**PROBLEM TO SOLVE:** Take from the data every line in which the word "rough" is found.

**INFORMATION SHOWN:**
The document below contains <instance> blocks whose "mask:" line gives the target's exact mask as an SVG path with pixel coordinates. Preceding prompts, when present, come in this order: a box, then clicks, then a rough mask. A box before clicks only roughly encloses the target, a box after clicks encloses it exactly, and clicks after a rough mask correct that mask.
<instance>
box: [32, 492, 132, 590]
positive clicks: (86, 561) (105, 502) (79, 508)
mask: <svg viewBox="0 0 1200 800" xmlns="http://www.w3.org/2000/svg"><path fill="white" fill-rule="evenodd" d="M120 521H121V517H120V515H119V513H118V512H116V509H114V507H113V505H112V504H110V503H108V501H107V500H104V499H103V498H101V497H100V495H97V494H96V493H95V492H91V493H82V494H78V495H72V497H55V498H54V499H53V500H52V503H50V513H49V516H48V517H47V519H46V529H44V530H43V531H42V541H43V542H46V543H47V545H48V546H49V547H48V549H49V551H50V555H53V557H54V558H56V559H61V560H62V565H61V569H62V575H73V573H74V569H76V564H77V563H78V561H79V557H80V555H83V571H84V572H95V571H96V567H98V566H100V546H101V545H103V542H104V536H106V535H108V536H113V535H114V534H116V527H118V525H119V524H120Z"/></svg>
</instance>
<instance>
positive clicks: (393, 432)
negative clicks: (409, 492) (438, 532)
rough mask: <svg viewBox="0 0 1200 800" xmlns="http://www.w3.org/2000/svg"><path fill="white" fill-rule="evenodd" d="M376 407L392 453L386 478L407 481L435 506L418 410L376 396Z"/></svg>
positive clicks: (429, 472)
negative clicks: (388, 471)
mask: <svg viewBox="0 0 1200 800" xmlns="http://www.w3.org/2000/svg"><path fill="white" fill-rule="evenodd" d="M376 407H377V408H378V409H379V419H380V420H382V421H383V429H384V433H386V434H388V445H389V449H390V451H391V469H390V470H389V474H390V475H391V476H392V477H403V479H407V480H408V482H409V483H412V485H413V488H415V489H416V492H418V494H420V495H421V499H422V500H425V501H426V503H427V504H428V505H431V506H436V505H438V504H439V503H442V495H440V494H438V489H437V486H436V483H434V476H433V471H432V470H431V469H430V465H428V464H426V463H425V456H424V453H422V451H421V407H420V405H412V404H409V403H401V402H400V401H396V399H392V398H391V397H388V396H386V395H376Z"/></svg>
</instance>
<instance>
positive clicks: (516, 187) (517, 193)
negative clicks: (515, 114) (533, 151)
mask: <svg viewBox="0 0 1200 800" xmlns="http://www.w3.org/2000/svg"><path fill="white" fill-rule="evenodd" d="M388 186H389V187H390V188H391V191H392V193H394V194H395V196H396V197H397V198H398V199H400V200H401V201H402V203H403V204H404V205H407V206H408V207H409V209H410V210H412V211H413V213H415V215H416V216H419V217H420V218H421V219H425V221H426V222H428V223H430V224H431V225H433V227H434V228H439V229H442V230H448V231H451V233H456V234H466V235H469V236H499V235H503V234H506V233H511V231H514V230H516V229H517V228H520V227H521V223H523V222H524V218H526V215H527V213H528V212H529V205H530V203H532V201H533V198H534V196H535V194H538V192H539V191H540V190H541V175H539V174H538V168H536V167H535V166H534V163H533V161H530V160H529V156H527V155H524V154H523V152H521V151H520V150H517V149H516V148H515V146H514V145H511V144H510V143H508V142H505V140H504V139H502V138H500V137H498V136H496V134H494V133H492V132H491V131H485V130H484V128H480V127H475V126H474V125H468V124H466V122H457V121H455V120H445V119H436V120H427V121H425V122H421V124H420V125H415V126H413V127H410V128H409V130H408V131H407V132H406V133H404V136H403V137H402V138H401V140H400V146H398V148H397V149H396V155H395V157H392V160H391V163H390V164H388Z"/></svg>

**EXERCISE RESPONSE:**
The document below contains <instance> blocks whose "mask:" line gives the target's exact mask as an SVG path with pixel coordinates. Preceding prompts, when present, come in this order: a box, then clicks, then a rough mask. A box before clicks only roughly encloses the target, a box after clicks encloses it exactly, and clicks after a rough mask correct that mask.
rough mask: <svg viewBox="0 0 1200 800" xmlns="http://www.w3.org/2000/svg"><path fill="white" fill-rule="evenodd" d="M376 407L392 453L386 478L407 481L435 506L418 410L376 396Z"/></svg>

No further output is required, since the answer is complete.